[Stored dataset items]
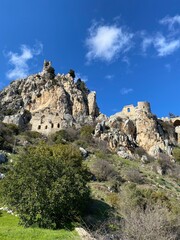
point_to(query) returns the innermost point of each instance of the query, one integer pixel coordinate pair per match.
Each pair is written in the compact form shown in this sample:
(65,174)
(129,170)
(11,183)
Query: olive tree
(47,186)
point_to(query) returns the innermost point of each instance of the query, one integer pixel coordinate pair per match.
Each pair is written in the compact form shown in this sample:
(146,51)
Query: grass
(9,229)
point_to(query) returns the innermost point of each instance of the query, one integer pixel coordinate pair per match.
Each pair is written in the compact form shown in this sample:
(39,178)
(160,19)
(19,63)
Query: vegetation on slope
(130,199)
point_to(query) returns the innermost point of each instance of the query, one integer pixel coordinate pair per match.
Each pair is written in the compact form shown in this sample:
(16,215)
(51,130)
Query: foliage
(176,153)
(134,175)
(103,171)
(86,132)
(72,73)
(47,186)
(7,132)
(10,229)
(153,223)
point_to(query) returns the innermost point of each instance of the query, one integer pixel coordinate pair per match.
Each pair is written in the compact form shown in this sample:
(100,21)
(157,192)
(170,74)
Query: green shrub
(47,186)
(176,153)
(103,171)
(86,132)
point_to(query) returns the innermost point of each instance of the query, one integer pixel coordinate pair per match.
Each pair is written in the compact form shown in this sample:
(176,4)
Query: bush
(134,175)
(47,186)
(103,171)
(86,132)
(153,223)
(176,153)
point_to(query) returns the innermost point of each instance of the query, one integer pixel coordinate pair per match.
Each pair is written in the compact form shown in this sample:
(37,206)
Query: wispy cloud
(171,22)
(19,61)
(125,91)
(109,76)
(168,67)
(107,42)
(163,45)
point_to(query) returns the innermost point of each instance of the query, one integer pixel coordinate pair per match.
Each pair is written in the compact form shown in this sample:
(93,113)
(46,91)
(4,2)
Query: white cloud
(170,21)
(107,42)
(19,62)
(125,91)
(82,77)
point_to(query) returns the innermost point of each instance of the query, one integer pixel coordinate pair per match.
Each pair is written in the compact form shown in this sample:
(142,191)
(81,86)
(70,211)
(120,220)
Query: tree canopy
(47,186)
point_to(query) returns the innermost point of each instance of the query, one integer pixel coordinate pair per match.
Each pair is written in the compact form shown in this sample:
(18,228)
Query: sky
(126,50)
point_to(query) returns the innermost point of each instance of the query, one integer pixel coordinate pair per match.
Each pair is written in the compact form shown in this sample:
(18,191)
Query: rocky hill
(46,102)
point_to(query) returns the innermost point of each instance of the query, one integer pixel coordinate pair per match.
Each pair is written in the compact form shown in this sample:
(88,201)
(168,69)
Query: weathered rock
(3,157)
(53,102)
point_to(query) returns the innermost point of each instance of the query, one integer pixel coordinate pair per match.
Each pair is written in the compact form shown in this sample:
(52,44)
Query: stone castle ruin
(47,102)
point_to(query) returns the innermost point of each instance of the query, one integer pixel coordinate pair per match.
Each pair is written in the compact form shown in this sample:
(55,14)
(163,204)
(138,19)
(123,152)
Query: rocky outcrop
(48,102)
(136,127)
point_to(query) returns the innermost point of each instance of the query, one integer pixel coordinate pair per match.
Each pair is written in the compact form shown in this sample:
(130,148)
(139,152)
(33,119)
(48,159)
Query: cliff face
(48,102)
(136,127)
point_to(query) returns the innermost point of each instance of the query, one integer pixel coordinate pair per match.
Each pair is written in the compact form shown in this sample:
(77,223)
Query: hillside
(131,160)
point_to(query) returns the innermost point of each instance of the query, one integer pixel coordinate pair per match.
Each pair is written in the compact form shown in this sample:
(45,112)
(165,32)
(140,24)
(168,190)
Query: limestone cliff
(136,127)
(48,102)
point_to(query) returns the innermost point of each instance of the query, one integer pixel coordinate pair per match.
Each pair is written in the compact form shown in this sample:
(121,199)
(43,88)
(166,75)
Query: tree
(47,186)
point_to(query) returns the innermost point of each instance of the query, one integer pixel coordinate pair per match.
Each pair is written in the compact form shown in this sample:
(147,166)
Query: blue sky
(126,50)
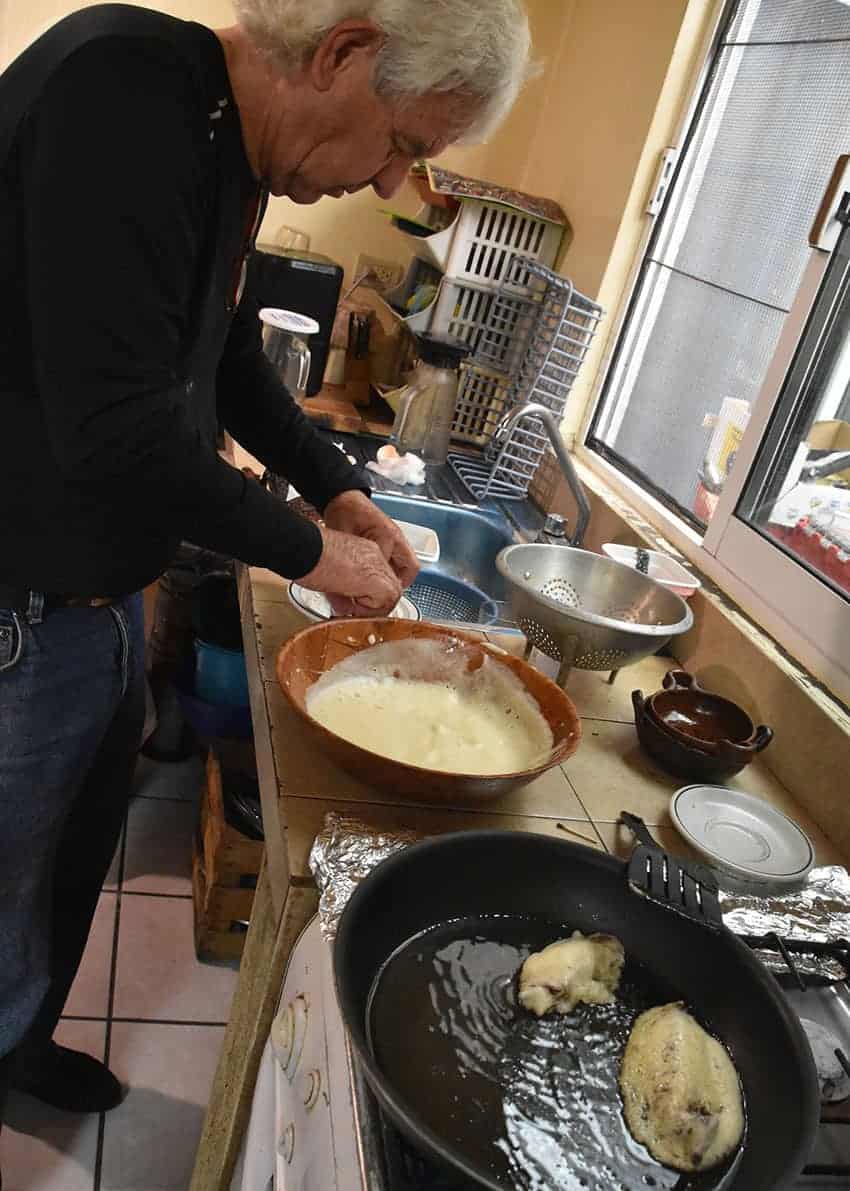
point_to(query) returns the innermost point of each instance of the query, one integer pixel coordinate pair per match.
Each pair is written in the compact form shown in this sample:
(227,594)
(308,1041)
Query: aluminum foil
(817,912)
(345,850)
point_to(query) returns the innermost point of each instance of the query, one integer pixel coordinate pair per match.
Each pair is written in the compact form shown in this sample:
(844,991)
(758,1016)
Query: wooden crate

» What the task requires:
Restate the whole listing above exactly, please, omitting every image.

» The response:
point_to(query) returns the innermost point of each instance of the query, one integer pixel coordinate pair per match.
Each pair is written in the compact form shown in this sample:
(65,174)
(129,170)
(11,183)
Query: olive tree
(47,186)
point_to(query) returns the innermost point of each instance of the query, one integer pixel coordinate pair per match.
Each pair is written in the compact form shown in this sample:
(146,51)
Query: grass
(9,229)
point_to(query) returns the innermost point of each instance of the query, one integer pixel coordinate pair per match.
Each pair is written in the compact form shown in this sample:
(39,178)
(160,19)
(19,63)
Query: vegetation on slope
(130,199)
point_to(query) returns the innermost point of each instance of the query, one integer pixel coordinate pair per match.
Each pair is written in the compact form shown in this sample:
(16,215)
(51,130)
Query: foliage
(176,153)
(134,175)
(103,171)
(86,132)
(72,73)
(47,186)
(7,132)
(10,229)
(153,223)
point_to(query) returns the innermost point of each instance of the query, one integer pixel coordinate pair per match.
Each pair is written in the compact form shown in this sample:
(100,21)
(157,192)
(170,74)
Query: green shrub
(47,186)
(176,153)
(103,171)
(86,132)
point_to(query) returns the innermost point of each instance of the query, one integer pixel coordinate pair per match.
Each pair is written in the compact form shown in this sample:
(176,4)
Query: bush
(134,175)
(47,186)
(103,171)
(86,132)
(153,223)
(176,153)
point_to(query) returns the innermost point of each instance of the query, one integer pixel coordinate pair per match.
Each pair is written in the compact form shown in this sample:
(37,206)
Query: wispy cloud
(171,22)
(19,61)
(125,91)
(109,76)
(168,67)
(107,42)
(163,45)
point_to(query) returns the innermost point of each instance of the query, one integer pixel coordinate pair per match.
Each pair is written in the compact form shown in this sample:
(93,113)
(46,91)
(4,2)
Query: white cloud
(170,21)
(107,42)
(19,62)
(125,91)
(82,77)
point_to(query) returns the innermost point of each instance of the query, one integer pixel coordinate pair per match.
Each pair is written in the compact form shown in this sample:
(142,191)
(81,86)
(70,211)
(120,220)
Query: tree canopy
(47,186)
point_to(query) returns the innermost point of each instance of the query, one integer pixel coordinate pair per match.
Each pair is written in the compact form shown in this sample:
(18,228)
Query: sky
(126,50)
point_to(query) returns the innermost point of each instance of the query, one integer pixel coordinate pair per match.
Each pair is written in the compact form shown in this sample:
(18,191)
Query: rocky hill
(46,102)
point_to(query) returns the innermost point of each instance of the query, one integer pixel coordinate pair per match.
Each pair is written in the compact form shown in this sample:
(88,201)
(168,69)
Query: weathered rock
(3,157)
(53,102)
point_to(query) returns the innermost point of each instance of the query, one integer pixel coordinate pair per match.
Each pair is written in the compact form shown in this sample:
(52,44)
Query: stone castle ruin
(47,102)
point_to(query) returns the innermost point of each instance of the query, one integer pixel coordinate pair per match.
Each pair is written in the compact form shown in this sample:
(55,14)
(163,204)
(138,19)
(123,152)
Query: rocky outcrop
(48,102)
(136,127)
point_to(query) returns the innermost point of each instance of the query, one integer pixel coordinate pair per match.
Each pair is written in the compact form shown in this sample:
(130,148)
(139,152)
(33,119)
(48,159)
Query: cliff face
(48,102)
(136,127)
point_to(query) returns the innermost point of each instance of the query, one integer pixel coordinate pair per match.
Each pair is written in the compact form shown in this sample:
(77,223)
Query: hillside
(131,160)
point_to(query) returns the innermost point of each instance of the query, one integer pixel coordinate pair per match.
Each pair is written in the compact form shown in this sample:
(45,112)
(165,32)
(140,24)
(168,190)
Query: limestone cliff
(136,127)
(48,102)
point_to(query) returns the innermost point of each instance of the query, one integer pixel coordinate pair per match.
Each pair is written in the compact form shown in this sample:
(121,199)
(43,88)
(166,75)
Query: tree
(47,186)
point_to(query) returns the innermost point of each instance of the query, one integer pixel coordinate pair per match.
Each pair is written in the compact form shown in this sample:
(147,166)
Query: blue sky
(126,50)
point_to(query) returns the innermost point of each instance of the query, one integer pixel coordinate pair per match.
Each pair is written in the compact form shown in this sample:
(227,594)
(308,1041)
Query: aluminum foil
(817,912)
(345,850)
point_to(query) returns the innermost point of each instance of the query, one integer pixel coordinate pair per match.
Each pair is written in the compact form shown in this sample:
(844,991)
(758,1016)
Query: wooden crate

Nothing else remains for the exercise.